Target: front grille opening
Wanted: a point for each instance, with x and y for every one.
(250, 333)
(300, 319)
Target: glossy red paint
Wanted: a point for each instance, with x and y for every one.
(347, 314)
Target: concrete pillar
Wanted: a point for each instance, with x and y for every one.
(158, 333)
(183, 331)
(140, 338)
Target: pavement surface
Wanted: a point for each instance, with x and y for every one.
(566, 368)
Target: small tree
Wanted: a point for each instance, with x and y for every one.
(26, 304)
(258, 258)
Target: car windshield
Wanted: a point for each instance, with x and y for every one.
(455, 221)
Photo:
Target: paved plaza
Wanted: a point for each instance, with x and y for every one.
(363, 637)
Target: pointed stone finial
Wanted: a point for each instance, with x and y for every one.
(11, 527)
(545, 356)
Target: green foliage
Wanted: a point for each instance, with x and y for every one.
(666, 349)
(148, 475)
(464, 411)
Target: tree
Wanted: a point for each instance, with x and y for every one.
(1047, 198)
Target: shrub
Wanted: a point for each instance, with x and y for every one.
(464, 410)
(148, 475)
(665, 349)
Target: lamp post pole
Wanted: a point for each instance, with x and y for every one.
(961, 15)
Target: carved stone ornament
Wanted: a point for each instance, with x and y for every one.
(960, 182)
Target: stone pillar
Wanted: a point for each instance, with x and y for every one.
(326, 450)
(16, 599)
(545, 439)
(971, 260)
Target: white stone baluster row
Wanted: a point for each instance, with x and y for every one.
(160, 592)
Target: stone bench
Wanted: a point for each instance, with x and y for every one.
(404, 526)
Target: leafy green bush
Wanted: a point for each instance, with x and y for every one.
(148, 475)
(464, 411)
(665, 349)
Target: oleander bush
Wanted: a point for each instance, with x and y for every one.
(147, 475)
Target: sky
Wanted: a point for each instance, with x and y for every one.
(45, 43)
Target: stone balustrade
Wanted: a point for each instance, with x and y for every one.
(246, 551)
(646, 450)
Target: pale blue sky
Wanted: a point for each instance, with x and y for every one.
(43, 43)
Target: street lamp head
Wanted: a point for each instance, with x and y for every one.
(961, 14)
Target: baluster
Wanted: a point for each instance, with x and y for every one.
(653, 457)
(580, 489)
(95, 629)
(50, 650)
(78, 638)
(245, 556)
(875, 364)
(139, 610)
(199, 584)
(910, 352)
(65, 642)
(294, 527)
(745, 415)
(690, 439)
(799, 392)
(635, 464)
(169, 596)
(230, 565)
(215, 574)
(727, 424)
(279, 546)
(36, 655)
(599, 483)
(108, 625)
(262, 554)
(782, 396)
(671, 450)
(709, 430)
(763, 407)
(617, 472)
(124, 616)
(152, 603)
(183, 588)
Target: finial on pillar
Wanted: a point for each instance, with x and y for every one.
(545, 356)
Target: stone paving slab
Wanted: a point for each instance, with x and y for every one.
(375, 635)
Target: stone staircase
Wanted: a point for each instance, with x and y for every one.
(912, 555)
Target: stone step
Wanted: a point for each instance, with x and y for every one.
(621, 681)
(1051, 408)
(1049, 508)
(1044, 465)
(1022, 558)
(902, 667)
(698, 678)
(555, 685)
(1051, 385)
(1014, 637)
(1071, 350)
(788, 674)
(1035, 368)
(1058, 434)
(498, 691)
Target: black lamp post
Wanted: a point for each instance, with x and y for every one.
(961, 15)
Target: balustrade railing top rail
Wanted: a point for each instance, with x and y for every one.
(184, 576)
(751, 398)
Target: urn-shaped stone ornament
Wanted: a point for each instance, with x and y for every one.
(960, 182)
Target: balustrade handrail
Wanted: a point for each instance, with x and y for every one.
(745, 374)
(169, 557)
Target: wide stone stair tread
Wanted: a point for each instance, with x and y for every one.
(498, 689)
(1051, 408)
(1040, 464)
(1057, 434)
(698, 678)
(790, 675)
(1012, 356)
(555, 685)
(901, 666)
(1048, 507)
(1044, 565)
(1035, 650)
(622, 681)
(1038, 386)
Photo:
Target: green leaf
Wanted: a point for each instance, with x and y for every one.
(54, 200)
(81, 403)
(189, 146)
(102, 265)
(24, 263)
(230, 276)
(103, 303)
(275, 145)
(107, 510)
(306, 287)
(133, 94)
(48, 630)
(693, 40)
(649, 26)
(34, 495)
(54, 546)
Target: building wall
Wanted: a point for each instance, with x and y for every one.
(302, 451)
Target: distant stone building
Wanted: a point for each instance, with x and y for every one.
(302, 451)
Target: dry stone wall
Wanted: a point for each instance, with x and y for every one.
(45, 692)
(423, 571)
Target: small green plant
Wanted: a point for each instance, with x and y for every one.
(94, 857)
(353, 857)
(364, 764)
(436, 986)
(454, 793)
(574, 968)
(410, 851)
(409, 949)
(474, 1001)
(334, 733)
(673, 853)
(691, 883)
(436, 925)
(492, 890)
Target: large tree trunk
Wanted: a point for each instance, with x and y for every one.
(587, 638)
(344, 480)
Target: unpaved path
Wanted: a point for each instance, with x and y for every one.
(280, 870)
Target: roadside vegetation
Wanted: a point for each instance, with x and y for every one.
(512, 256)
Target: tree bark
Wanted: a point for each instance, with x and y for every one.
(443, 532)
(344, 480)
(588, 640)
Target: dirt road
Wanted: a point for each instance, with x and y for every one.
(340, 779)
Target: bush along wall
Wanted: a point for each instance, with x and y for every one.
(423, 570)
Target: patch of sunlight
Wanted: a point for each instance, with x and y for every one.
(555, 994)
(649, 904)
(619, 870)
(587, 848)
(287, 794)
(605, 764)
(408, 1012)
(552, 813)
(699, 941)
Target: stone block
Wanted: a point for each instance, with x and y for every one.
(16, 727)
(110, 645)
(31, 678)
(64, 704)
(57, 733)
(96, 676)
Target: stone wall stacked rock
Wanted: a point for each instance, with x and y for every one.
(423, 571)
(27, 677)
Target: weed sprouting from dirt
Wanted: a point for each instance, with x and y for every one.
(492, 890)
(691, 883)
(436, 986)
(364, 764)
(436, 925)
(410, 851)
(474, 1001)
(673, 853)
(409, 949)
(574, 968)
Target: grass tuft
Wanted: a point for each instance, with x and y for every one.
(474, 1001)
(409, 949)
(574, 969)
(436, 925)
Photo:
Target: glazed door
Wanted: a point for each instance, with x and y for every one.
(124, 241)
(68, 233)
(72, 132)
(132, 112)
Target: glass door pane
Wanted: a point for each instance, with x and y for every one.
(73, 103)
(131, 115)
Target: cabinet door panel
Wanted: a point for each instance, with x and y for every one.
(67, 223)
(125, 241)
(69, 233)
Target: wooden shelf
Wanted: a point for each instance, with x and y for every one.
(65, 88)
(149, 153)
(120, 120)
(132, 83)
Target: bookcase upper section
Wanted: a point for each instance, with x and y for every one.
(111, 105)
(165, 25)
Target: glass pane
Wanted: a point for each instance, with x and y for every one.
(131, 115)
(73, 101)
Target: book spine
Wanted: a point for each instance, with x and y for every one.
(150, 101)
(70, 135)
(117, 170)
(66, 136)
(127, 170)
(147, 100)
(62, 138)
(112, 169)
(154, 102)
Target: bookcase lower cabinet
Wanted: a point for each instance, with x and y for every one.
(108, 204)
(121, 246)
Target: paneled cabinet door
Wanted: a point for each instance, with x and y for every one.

········

▶ **Your assignment**
Look through the entries, and return every line that the word "dirt" appears in.

▶ **Response to the task**
Target: dirt road
Target: weed sprouting from dirt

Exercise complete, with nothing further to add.